EXERCISE
Set down exactly, and only, the lines from the one with "sign board in the photo above." to the final line of the entries, both included.

————————

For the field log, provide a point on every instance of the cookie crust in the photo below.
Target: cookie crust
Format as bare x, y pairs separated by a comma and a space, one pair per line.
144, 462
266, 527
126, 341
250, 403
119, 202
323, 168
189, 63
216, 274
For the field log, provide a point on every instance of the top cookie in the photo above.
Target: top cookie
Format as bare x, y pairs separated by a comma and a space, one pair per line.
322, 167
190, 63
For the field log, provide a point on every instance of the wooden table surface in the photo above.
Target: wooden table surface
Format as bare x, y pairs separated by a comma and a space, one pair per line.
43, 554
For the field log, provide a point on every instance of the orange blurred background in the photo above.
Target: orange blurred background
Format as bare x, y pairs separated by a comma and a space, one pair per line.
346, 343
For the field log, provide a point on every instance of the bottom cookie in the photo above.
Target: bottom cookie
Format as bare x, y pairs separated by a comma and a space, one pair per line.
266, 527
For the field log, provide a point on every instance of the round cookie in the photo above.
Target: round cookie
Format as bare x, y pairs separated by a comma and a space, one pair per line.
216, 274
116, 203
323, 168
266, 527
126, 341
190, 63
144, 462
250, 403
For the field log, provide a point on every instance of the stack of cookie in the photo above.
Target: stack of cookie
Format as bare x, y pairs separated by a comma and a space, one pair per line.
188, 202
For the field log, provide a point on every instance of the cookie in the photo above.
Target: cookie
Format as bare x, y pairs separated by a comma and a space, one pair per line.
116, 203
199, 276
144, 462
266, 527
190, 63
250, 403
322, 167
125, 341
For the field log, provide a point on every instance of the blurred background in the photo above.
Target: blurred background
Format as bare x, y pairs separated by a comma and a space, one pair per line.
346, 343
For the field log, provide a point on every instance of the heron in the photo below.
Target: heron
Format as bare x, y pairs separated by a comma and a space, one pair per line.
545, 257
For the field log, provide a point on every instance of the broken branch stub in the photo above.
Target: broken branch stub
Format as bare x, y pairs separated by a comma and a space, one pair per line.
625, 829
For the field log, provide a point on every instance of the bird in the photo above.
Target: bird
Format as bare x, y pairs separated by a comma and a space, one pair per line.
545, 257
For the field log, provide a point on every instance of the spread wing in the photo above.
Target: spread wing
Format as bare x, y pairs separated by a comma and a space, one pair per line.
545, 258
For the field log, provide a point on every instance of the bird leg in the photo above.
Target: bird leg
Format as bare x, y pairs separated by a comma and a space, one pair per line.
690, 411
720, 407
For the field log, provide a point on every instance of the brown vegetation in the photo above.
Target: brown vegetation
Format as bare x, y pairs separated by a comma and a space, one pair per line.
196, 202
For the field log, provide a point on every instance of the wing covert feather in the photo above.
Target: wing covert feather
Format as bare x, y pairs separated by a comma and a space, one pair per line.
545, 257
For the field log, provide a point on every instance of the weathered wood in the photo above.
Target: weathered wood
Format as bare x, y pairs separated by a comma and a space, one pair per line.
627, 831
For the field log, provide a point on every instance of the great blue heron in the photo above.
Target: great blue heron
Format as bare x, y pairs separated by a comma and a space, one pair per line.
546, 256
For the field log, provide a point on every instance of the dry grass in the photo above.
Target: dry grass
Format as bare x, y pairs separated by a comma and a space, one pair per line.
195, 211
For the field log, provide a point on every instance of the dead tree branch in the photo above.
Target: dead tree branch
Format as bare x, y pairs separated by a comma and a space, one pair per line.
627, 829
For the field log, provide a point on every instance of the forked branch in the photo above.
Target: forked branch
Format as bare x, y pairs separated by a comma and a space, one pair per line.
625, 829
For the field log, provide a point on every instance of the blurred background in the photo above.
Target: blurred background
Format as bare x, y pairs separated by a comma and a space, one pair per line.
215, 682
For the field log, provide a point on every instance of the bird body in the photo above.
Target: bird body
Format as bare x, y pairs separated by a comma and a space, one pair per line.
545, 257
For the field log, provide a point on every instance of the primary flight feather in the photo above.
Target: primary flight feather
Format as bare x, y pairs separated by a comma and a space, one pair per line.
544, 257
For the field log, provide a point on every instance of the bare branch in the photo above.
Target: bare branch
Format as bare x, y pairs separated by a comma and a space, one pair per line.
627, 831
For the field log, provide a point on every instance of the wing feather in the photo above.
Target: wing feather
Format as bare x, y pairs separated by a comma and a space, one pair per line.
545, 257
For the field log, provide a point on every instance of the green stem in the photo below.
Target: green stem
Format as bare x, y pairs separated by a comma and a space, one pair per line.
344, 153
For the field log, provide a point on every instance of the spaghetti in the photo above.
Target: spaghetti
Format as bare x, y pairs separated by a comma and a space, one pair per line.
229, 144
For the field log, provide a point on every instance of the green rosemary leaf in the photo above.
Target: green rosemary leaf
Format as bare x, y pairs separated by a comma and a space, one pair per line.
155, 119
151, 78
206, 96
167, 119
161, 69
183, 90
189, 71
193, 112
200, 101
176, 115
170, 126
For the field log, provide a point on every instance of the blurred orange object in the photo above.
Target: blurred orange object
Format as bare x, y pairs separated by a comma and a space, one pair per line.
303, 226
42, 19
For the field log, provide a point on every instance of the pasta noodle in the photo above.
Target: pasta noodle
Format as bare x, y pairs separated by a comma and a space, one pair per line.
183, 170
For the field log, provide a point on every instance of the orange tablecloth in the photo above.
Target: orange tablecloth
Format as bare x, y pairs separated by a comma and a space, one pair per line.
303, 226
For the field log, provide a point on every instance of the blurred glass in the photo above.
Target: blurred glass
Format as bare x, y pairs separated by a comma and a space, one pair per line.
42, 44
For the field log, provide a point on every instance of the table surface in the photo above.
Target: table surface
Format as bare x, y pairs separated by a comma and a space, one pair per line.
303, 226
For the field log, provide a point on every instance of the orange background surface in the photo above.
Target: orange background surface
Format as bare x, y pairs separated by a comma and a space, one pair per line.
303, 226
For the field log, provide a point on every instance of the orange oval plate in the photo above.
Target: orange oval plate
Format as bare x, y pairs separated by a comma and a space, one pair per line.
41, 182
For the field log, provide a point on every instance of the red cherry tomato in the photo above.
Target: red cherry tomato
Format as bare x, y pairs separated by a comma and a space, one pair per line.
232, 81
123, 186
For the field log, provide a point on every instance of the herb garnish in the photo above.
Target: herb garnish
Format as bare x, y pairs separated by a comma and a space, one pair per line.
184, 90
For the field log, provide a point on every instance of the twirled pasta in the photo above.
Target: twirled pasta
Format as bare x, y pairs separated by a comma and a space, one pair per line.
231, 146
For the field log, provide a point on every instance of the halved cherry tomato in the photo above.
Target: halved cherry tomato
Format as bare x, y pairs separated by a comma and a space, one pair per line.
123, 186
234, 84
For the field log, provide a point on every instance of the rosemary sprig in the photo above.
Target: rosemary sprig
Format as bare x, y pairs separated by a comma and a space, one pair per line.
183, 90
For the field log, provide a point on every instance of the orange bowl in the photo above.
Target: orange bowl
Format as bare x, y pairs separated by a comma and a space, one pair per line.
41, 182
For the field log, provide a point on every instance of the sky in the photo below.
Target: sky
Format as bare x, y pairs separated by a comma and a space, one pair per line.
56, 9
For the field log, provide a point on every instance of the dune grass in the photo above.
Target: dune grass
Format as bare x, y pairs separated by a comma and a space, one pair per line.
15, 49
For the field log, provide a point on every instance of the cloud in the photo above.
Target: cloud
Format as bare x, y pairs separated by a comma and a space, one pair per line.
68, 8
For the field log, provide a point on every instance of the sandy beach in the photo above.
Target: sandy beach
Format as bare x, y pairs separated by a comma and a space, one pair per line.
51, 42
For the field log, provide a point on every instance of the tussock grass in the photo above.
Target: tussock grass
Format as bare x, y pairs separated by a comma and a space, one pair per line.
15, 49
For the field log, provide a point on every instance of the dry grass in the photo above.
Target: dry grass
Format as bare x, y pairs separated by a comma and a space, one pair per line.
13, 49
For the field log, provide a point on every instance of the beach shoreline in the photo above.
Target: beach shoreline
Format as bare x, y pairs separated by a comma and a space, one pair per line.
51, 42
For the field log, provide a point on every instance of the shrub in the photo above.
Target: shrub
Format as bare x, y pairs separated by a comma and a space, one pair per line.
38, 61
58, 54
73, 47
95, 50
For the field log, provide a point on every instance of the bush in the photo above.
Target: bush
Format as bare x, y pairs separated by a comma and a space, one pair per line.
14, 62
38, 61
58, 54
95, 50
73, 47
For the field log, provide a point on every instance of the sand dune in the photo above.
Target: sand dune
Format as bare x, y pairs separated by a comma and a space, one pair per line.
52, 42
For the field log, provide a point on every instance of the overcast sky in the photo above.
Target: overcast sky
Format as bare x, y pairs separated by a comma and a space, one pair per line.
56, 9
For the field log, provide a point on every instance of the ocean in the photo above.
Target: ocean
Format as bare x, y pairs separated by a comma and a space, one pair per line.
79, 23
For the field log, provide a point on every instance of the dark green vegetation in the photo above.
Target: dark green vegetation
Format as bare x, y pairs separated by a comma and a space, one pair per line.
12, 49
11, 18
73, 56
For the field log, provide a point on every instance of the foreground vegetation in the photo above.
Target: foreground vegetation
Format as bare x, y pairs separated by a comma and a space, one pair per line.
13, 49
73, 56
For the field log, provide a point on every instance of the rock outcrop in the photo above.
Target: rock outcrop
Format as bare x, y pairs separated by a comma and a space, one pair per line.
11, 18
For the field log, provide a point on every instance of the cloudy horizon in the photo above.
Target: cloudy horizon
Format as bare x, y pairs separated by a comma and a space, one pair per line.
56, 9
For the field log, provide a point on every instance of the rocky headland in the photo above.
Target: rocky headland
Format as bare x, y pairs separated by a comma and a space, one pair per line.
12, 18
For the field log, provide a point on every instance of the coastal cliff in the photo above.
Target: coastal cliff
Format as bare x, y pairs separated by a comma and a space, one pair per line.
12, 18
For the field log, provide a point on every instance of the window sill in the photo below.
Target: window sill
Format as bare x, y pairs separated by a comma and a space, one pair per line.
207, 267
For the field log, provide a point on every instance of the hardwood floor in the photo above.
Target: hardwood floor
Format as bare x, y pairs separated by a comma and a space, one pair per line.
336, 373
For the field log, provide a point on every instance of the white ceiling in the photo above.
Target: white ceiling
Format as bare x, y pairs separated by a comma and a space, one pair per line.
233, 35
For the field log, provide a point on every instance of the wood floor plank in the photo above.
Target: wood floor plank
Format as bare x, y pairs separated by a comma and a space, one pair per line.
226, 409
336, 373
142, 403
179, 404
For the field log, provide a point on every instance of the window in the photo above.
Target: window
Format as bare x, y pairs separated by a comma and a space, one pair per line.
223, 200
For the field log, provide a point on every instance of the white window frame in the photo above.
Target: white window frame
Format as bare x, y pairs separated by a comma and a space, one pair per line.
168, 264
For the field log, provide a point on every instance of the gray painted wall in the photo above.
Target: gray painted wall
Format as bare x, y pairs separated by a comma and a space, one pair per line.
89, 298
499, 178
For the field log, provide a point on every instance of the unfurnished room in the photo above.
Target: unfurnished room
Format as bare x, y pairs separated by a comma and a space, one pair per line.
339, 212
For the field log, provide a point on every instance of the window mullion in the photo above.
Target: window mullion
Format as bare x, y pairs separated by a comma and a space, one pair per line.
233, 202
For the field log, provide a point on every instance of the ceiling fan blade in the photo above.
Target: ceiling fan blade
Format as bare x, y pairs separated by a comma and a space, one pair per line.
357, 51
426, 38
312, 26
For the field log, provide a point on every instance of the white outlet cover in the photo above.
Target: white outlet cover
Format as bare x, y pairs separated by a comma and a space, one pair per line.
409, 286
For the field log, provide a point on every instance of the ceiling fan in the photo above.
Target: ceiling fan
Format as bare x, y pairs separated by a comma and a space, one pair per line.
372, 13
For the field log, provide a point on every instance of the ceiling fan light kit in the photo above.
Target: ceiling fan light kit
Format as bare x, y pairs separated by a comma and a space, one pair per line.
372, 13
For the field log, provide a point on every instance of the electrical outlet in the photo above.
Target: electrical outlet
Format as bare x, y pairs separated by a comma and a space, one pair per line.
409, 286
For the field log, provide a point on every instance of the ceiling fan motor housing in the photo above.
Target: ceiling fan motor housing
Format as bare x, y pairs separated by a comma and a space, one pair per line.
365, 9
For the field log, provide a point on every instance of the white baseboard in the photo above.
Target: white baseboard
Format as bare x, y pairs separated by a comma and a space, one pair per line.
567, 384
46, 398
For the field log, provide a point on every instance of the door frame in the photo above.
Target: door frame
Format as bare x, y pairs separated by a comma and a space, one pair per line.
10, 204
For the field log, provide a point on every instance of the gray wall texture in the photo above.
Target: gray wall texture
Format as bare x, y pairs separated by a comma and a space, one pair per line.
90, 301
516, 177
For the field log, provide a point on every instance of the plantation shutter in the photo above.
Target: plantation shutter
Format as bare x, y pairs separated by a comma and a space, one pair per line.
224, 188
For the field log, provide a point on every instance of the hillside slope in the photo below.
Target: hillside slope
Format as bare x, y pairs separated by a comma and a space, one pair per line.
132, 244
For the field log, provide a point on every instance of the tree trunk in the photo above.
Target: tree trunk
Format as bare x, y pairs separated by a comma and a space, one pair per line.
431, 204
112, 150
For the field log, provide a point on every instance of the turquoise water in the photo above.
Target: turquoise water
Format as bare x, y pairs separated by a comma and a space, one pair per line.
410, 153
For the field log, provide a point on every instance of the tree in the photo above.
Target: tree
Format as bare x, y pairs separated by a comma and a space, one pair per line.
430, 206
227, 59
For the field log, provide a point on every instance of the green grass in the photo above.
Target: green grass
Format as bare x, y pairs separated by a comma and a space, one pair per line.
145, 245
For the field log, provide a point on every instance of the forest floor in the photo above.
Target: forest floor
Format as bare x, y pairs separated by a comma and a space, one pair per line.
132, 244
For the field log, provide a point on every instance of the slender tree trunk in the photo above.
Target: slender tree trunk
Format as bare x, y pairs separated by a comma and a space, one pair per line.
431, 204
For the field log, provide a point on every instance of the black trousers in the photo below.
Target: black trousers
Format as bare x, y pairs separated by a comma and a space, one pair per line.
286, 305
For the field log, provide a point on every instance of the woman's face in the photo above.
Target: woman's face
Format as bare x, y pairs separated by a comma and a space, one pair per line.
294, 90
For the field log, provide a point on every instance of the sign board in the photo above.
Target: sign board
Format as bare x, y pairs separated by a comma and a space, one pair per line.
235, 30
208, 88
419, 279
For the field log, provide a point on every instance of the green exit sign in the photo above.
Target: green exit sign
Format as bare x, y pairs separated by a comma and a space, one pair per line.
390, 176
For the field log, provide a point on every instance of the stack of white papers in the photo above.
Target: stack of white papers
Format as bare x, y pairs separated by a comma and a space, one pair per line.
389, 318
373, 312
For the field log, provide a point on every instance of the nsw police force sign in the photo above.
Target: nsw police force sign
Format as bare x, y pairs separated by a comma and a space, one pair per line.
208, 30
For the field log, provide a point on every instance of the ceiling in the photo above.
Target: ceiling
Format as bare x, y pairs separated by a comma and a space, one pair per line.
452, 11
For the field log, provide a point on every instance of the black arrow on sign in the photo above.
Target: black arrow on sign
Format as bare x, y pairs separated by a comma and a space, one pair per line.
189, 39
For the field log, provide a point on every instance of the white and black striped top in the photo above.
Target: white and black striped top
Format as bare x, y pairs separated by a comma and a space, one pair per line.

————————

SOLUTION
For the field log, provide a point on every instance of the sign board in the photo above.
Target: sign board
Format as bare x, y pairs separated by a comma and a space, one pair per line.
235, 30
208, 88
419, 279
For the field log, provide a point on every instance of the green exit sign in the photo above.
Target: green exit sign
Format as bare x, y pairs separated by a comma and a space, one pair per line.
390, 176
For the field log, provide a point on every instance of the stack of white papers in the photo above.
Target: stack of white papers
Format as bare x, y pairs separated by a comma and a space, one pair per line.
389, 318
373, 312
For the field log, provide a point on every instance of the nsw police force sign in the photo above.
Target: nsw police force sign
Format as bare x, y pairs separated by a comma and a space, one pair per line.
208, 30
For the field log, provide a point on every instance of the ceiling in the photo above.
Target: ceiling
Format as bare x, y pairs separated by a comma and a space, one pair per line.
452, 11
For the field log, provide a point on every instance of the black arrow on sign in the photo above.
Target: black arrow on sign
Format as bare x, y pairs separated by a comma and a space, one pair per line.
189, 39
For the field log, provide a point on every instance of the white and black striped top in the photo above.
Target: white and black striped top
Format as bare x, y pairs separated by a comma and a space, one pair per line.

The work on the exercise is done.